[Task item]
In the data below, find each line containing the string "brown" and return it.

***** Provided material *****

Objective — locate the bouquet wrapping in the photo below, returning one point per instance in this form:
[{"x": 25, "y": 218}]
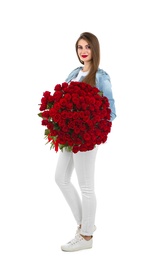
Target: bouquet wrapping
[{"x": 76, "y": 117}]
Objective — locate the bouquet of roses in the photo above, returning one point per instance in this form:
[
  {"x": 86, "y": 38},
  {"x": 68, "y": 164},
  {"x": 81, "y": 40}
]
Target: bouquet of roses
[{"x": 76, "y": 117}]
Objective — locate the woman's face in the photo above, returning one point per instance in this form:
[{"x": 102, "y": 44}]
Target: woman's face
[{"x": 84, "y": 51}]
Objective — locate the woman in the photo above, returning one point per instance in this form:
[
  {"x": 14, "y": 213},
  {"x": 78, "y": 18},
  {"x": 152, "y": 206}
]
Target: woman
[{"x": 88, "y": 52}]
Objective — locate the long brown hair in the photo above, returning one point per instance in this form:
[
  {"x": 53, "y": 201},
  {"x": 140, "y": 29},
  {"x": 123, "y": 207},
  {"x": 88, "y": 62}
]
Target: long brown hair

*****
***** Provided material *****

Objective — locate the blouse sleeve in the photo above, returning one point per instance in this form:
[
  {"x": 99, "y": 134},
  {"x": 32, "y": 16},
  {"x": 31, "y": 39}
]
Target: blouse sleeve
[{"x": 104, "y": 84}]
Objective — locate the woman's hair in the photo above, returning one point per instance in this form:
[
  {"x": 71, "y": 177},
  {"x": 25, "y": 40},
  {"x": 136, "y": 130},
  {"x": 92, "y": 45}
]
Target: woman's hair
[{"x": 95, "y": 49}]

*****
***** Provided material *****

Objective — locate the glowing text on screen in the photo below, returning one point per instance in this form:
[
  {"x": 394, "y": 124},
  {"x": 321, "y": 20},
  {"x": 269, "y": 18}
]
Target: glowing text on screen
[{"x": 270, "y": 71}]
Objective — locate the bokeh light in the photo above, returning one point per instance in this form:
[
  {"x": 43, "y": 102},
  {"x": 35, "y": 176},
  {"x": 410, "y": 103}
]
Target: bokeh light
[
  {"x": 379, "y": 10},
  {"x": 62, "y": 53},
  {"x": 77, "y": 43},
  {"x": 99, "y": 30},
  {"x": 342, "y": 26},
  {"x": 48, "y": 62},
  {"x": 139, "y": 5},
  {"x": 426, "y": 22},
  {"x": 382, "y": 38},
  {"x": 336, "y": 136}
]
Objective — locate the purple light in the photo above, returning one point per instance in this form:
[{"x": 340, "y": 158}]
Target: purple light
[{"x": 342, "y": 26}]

*****

[The answer]
Objective — locate the long brown hair in the photo above, returning one point per instance in this form:
Target: long brown hair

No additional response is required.